- **Short exercise**: Retype the tail of the data exactly, starting at the line containing "like [198, 60]." and stopping at the last line.

Named-object pointing records
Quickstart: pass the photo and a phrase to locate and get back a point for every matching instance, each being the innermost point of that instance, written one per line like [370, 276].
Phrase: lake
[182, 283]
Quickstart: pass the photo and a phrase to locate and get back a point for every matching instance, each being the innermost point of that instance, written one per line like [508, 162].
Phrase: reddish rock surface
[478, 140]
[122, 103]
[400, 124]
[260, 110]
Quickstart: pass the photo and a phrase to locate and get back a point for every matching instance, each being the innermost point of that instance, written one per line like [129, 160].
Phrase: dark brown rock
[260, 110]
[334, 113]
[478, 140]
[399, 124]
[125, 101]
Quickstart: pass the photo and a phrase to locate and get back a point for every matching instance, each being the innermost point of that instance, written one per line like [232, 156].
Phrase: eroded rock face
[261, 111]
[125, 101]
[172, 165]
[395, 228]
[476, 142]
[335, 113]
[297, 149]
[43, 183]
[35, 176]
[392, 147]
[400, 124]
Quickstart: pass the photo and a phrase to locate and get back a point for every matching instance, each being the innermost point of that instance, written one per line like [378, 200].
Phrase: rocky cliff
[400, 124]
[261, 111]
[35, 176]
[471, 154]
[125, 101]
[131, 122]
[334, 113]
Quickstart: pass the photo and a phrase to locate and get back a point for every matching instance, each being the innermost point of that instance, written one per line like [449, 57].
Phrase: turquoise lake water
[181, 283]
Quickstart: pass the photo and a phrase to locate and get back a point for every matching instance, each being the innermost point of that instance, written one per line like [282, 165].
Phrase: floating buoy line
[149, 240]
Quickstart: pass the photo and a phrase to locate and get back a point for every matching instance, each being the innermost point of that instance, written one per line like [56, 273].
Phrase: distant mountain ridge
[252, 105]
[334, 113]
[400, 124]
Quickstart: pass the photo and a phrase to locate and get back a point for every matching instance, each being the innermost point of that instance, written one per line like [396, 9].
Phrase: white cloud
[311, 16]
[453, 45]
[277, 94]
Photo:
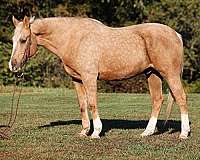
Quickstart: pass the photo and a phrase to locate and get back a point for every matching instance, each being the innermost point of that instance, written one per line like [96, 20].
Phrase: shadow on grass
[108, 124]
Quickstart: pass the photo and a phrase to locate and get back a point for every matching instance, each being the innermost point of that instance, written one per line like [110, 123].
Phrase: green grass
[49, 120]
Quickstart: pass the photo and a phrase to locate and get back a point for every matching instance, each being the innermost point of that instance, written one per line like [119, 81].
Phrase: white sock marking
[97, 127]
[150, 127]
[185, 127]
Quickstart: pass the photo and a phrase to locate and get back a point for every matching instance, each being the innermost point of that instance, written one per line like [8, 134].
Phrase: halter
[27, 50]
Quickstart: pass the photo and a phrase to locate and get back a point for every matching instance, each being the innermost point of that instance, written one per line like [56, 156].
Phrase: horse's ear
[32, 19]
[15, 21]
[26, 22]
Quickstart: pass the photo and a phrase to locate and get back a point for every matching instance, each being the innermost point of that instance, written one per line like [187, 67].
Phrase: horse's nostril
[14, 62]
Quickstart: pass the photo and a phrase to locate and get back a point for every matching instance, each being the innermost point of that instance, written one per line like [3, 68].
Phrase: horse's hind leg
[155, 88]
[90, 85]
[82, 99]
[176, 87]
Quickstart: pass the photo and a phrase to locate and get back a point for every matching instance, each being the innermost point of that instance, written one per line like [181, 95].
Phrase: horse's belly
[115, 69]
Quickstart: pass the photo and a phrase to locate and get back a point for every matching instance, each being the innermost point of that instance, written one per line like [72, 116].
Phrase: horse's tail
[170, 97]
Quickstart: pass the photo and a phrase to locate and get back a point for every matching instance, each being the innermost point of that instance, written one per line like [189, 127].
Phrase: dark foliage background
[45, 69]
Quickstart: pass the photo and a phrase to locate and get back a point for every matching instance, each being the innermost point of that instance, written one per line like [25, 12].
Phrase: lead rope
[4, 133]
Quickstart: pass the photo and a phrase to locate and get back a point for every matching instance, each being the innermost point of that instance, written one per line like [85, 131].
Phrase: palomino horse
[89, 50]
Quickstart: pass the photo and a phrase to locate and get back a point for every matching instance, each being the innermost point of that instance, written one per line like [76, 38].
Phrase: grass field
[49, 120]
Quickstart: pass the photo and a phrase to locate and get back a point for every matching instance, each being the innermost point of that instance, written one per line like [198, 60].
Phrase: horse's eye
[22, 40]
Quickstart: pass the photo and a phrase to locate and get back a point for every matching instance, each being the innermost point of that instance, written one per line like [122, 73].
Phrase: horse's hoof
[82, 135]
[93, 136]
[183, 136]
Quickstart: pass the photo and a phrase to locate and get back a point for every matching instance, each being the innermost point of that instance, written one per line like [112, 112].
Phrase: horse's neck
[49, 34]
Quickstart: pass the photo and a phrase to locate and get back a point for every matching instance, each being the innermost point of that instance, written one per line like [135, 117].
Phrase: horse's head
[24, 44]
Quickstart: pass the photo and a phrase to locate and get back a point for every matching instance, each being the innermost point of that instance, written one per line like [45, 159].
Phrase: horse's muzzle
[14, 67]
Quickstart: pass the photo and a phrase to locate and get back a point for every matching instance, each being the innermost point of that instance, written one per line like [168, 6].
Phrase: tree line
[45, 70]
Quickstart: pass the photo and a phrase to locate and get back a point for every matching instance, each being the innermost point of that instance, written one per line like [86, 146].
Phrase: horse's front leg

- **Result**:
Quickstart: pass the photo and a phrase to locate and get back a point for every matching instance, each being the innermost point of that instance, written one per line like [198, 60].
Phrase: horse's eye
[22, 40]
Quickstart: pass the photo and a phrase to locate and get back a point for every matching instance, each being the innermost point of that instance, written one per line like [122, 73].
Phrase: horse's hoof
[82, 135]
[93, 136]
[183, 136]
Quickstart: pass the photo and a phrase to locate and get back a point for every matching instance, each being the innermost point of that instance, written one per line like [112, 112].
Phrase: horse's neck
[49, 34]
Quickstart: pass the photo and a phrase to locate and get back a point for every matching instance, each being the innermost point of that instance, written one per line like [135, 117].
Phrase: horse's head
[24, 44]
Quickstart: pass the photo and a phrase to locate and get back a point for every matching instance, each being the innermost point of that instance, written one per line like [45, 159].
Phrase: horse's muzzle
[14, 67]
Quickstart: pass the photo and a phrase to locate and get back a point for every matching instance, each being the innermost point of that instance, written one per line like [168, 6].
Phrase: tree line
[45, 70]
Quickstart: pass the photo and a phrase to locate and get back a point for every matching instance, each being the innermost point of that instance, written one per line like [86, 146].
Phrase: horse's front leg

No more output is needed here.